***** THE INPUT

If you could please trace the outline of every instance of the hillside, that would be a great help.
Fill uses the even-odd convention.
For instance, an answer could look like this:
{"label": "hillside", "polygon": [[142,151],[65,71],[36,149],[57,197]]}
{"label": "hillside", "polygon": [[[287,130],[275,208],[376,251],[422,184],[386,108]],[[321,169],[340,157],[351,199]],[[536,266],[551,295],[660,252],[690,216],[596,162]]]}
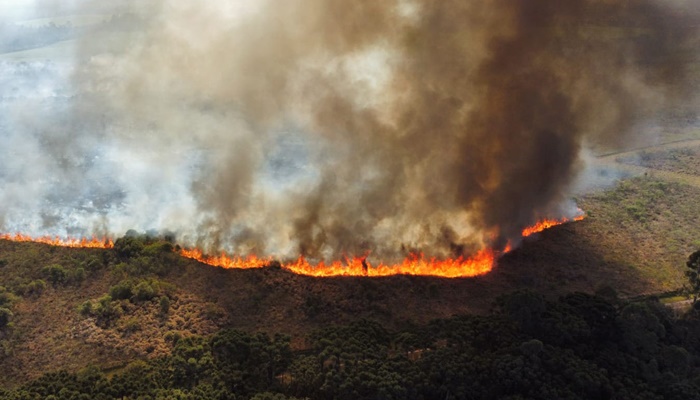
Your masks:
{"label": "hillside", "polygon": [[0,384],[88,365],[119,371],[169,354],[179,337],[223,328],[283,333],[293,349],[305,349],[308,334],[329,324],[370,319],[400,329],[487,314],[499,296],[518,289],[550,298],[609,288],[622,297],[676,290],[699,244],[698,191],[652,177],[623,181],[579,199],[584,221],[527,238],[492,273],[472,279],[225,270],[145,237],[122,238],[113,250],[0,241],[13,314],[3,334]]}
{"label": "hillside", "polygon": [[367,319],[401,330],[489,315],[496,299],[522,289],[550,299],[676,291],[687,282],[685,260],[700,248],[693,145],[601,158],[606,168],[644,169],[577,199],[585,220],[527,238],[490,274],[471,279],[225,270],[146,237],[124,237],[111,250],[0,241],[0,309],[11,313],[0,341],[0,385],[87,366],[120,374],[135,360],[172,354],[180,338],[222,329],[289,335],[292,350],[308,351],[310,335],[329,325]]}

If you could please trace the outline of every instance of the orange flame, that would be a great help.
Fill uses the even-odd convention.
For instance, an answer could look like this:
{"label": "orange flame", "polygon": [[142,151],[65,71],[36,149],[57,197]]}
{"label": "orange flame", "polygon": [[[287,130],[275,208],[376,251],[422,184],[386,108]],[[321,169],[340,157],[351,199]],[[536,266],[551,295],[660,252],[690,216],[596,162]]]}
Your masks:
{"label": "orange flame", "polygon": [[[556,225],[561,225],[571,221],[581,221],[585,218],[582,214],[573,219],[562,218],[559,220],[545,219],[537,224],[523,229],[522,236],[527,237]],[[379,263],[372,265],[367,257],[346,258],[345,261],[333,261],[331,263],[312,264],[304,257],[299,257],[296,261],[280,264],[282,268],[295,274],[308,275],[314,277],[332,276],[390,276],[390,275],[422,275],[440,276],[445,278],[469,278],[485,275],[493,269],[496,259],[511,251],[510,244],[502,252],[491,249],[484,249],[471,257],[459,257],[456,259],[438,260],[435,258],[425,258],[423,254],[413,254],[402,262],[394,265]],[[205,256],[198,249],[183,249],[180,254],[184,257],[192,258],[204,264],[223,268],[262,268],[273,261],[272,258],[259,258],[257,256],[229,257],[222,253],[220,256]]]}
{"label": "orange flame", "polygon": [[44,243],[50,246],[58,247],[81,247],[90,249],[111,249],[114,247],[114,242],[112,239],[103,238],[99,239],[97,237],[88,238],[61,238],[59,236],[40,236],[32,237],[29,235],[23,235],[21,233],[9,234],[0,233],[0,240],[10,240],[12,242],[34,242],[34,243]]}
{"label": "orange flame", "polygon": [[389,275],[433,275],[446,278],[473,277],[491,271],[495,253],[493,250],[482,250],[476,255],[465,258],[437,260],[427,259],[422,254],[414,254],[396,265],[379,263],[371,265],[364,257],[346,259],[345,262],[334,261],[330,264],[323,262],[310,264],[303,257],[283,265],[296,274],[315,277],[330,276],[389,276]]}
{"label": "orange flame", "polygon": [[[556,225],[561,225],[571,221],[581,221],[585,216],[582,214],[573,219],[545,219],[537,224],[523,229],[522,236],[527,237]],[[10,240],[13,242],[36,242],[51,246],[61,247],[83,247],[111,249],[114,242],[111,239],[91,239],[81,238],[60,238],[60,237],[31,237],[20,233],[0,234],[0,240]],[[314,277],[331,276],[390,276],[390,275],[422,275],[441,276],[445,278],[467,278],[489,273],[501,255],[511,250],[510,244],[506,248],[497,252],[492,249],[484,249],[471,257],[458,257],[456,259],[438,260],[426,258],[423,254],[412,254],[402,262],[394,265],[379,263],[372,265],[367,257],[346,258],[345,261],[333,261],[331,263],[312,264],[304,257],[299,257],[295,261],[280,264],[288,271],[299,275]],[[252,269],[263,268],[273,263],[272,257],[261,258],[255,255],[246,257],[230,257],[225,253],[219,256],[208,256],[199,249],[181,249],[180,255],[222,268]]]}
{"label": "orange flame", "polygon": [[545,220],[542,220],[542,221],[536,223],[533,226],[529,226],[529,227],[523,229],[523,237],[528,237],[530,235],[534,235],[535,233],[542,232],[545,229],[549,229],[553,226],[565,224],[567,222],[582,221],[584,218],[586,218],[586,216],[581,214],[578,217],[574,217],[573,219],[569,219],[569,218],[545,219]]}

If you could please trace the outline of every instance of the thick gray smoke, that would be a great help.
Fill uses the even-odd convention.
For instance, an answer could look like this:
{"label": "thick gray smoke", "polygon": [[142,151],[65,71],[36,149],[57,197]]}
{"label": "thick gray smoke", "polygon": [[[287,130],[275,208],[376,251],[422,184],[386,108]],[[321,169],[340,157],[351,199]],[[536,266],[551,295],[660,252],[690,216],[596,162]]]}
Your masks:
{"label": "thick gray smoke", "polygon": [[0,227],[279,257],[500,247],[575,210],[585,146],[695,112],[694,4],[17,2]]}

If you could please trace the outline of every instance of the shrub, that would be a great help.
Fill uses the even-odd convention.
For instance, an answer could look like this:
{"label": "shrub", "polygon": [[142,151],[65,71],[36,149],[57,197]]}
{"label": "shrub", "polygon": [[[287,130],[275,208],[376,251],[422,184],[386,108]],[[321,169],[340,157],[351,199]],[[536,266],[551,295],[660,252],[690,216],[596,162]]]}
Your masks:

**********

# YOUR OBJECTIVE
Check the data line by line and report how many lines contain "great" as a word or string, giving nothing besides the number.

# RESPONSE
4